* [THE PROBLEM] Output the lines from the one containing "Thank you for the photo. Could you please identify the eyelashes" through the end, both included, as a numbered list with blank lines left out.

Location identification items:
▬▬▬▬▬▬▬▬▬▬

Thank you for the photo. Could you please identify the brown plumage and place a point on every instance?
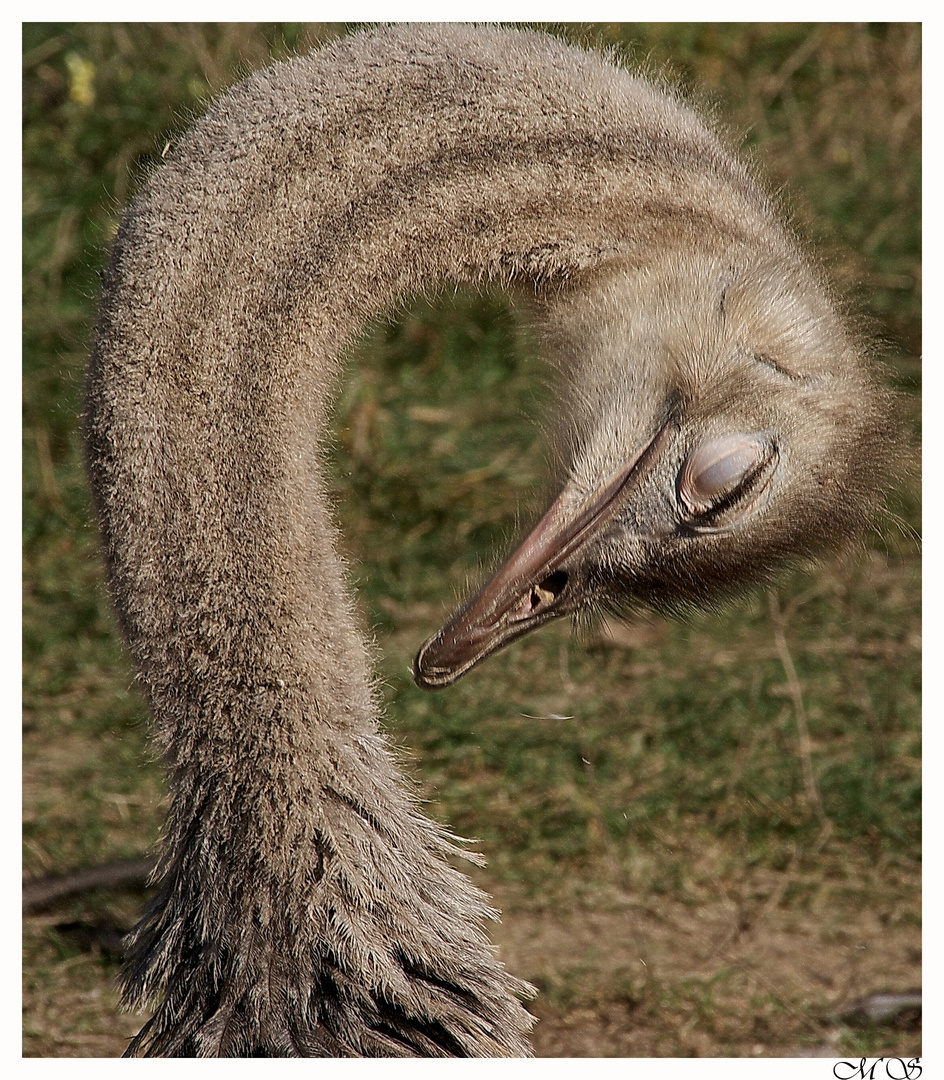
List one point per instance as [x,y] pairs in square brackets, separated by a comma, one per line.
[715,418]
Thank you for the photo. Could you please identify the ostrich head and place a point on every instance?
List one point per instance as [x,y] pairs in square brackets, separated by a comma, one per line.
[719,423]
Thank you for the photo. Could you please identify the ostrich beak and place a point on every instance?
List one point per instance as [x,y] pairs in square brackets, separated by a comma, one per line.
[530,589]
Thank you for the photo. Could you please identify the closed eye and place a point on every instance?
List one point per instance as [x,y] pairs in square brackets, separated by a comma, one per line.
[762,358]
[723,478]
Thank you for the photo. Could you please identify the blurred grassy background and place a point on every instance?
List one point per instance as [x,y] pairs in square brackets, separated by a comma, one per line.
[704,836]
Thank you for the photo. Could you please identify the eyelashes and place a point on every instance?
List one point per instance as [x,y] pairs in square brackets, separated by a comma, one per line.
[723,478]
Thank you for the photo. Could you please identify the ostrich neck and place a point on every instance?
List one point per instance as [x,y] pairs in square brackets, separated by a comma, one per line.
[313,197]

▬▬▬▬▬▬▬▬▬▬

* [EXERCISE OUTPUT]
1. Thank you for the photo. Could you please identify the eyelashes and place a point on every instance?
2. List one point per instance as [x,y] pairs in square brackets, separated by a comma, one per line.
3. [723,478]
4. Thank you for the photo. Could you please identify the ostrich neck and place a point on every instance?
5. List one point per instance as [x,y] pairs in square brackets, separated by a comma, one per line.
6. [313,197]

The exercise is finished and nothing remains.